Supplied passage:
+-------+

There have been numerous fixes for Cortex-A SMP since 7.31. You might
want to upgrade.
On 7/29/2020 10:19 AM, Mansfield, Ryan wrote:
Hi,
We are trying to enable SMP for a dual core ARM Cortex-R8. We are using a
kernel based on NuttX-7.31, with added proprietary support for our embedded
Cortex-R8 SOC with separate instruction and data caches. We modeled the R-core
SMP implementation after the A-core implementation and the IMX6 as recent as
February, 2020.
Our current method of stress testing is to enable our features, which consist
of some threads (around 6 or so) and low priority work queue work, and running
Ostest many times.
We would like to run both I-cache and D-cache enabled, but we spend some time
trying to enable coherent d-caches with the SCU with no luck, and noticed some
stability issues called out in the Sabre6 readme. So we settled on I-cache
only. However, even with just I-cache, we have been experiencing issues booting
into the operating system with that enabled. It seems that when we enable more
features to start on boot, we seem to get caught in the ldrex/strex assembly
loop of the up_testset.S function in both cores. We cannot reproduce this with
I-cache disabled. We added some DSB instructions before and after the
lrdex/strex pair, and we don't see that issue anymore. Is there anything you
would be aware of that would cause this issue?
However, when we do this, we start hitting some system asserts related to critical
sections and sched_lock/unlock commands during "stress testing". For example,
we seem to hit an enter_critical_section assert where the irqlock on the tcb is 0, while
g_cpu_irqset indicates the calling CPU has the irq lock. We see this happen recently when
we call nxsem_post from a ramlog_read.
DEBUGASSERT((g_cpu_irqset & (1 << cpu)) == 0);
We have also hit system asserts during OS test during the signest test in the
waiter_action function. During the sched_unlock after we increment the
nest_count var, we see the assert where the lockcount of the tcb is 1, as
expected, but the locks are not held by the CPU in question.
DEBUGASSERT(g_cpu_schedlock == SP_LOCKED &&
(g_cpu_lockset & (1 << cpu)) != 0);
We think the issue might be one of two things. that the changes to up_testset
are somehow ruining the atomic access to the irq/sched_lock and corresponding
set bits via the set_locks, or that we pulled architecture specific changes
that require some generic OS code to be updated as well.
Two questions:
1) What conditions have you seen that trigger those specific
asserts that we should look out for?
2) Do any of the current working SMP implementations support
I-cache?
Thank you,
Ryan

+-------+

Mask labeling entries:
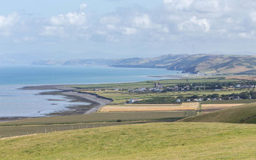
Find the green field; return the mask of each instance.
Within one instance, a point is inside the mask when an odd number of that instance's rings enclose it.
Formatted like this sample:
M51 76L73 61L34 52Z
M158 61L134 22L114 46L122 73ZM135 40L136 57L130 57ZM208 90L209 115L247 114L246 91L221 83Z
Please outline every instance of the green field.
M138 123L173 122L195 115L195 111L192 111L95 113L29 118L0 123L0 138L44 133L45 131L49 132Z
M88 91L83 90L85 92L90 92L99 95L102 97L110 98L114 100L113 104L119 104L125 102L127 100L134 98L140 98L140 99L148 99L154 97L177 97L179 96L189 97L193 95L203 95L218 93L220 95L228 95L232 93L240 93L243 92L248 92L248 90L221 90L221 91L209 91L209 90L201 90L201 91L189 91L189 92L139 92L139 93L130 93L127 91Z
M182 118L195 115L193 111L150 111L123 113L95 113L88 115L51 116L24 119L0 123L0 126L24 125L75 124L81 123L115 122Z
M190 84L193 83L205 83L205 82L240 82L240 79L226 79L225 77L214 78L191 78L191 79L163 79L159 81L148 81L137 83L109 83L109 84L81 84L70 85L70 86L76 87L81 89L93 89L93 88L136 88L140 87L154 87L154 83L157 82L164 86L170 85L176 85L180 83Z
M221 122L221 123L255 123L256 103L223 109L218 111L186 118L182 122Z
M0 140L1 159L216 159L256 157L255 125L155 123Z
M213 93L231 94L240 93L243 92L248 92L248 90L243 89L239 90L198 90L189 92L135 92L131 93L127 91L128 88L149 88L154 87L154 83L157 82L164 86L174 86L179 84L190 84L195 83L209 83L209 82L240 82L244 80L240 79L226 79L225 77L214 78L197 78L197 79L164 79L159 81L143 81L139 83L112 83L112 84L86 84L86 85L72 85L72 86L77 88L77 90L84 92L90 92L99 95L102 97L113 99L113 104L120 104L126 102L130 99L139 98L141 100L150 99L156 97L177 97L179 96L189 97L193 95L203 95ZM101 91L94 91L93 89L100 89ZM114 90L118 88L119 90Z
M203 101L202 104L248 104L256 102L256 99L221 100L214 101Z

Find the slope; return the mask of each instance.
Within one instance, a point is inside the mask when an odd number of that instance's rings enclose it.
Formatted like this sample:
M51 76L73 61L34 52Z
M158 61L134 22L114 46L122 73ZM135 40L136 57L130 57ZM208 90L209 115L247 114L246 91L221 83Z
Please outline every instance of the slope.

+-------+

Problem to solve: Condense the paragraph of the forum thread above that begins "We would like to run both I-cache" into a bulleted list, keeping its main facts.

Solution for this problem:
- The goal is to run with both I-cache and D-cache enabled. Attempts to enable coherent D-caches with the SCU failed, and the Sabre6 readme notes stability issues, so they settled on I-cache only.
- Even with I-cache alone, booting into the operating system has problems. When more features start on boot, both cores get caught in the ldrex/strex loop of the up_testset.S function.
- The problem cannot be reproduced with I-cache disabled.
- Adding DSB instructions before and after the ldrex/strex pair made the issue go away.
- The writer asks whether anything known would cause this issue.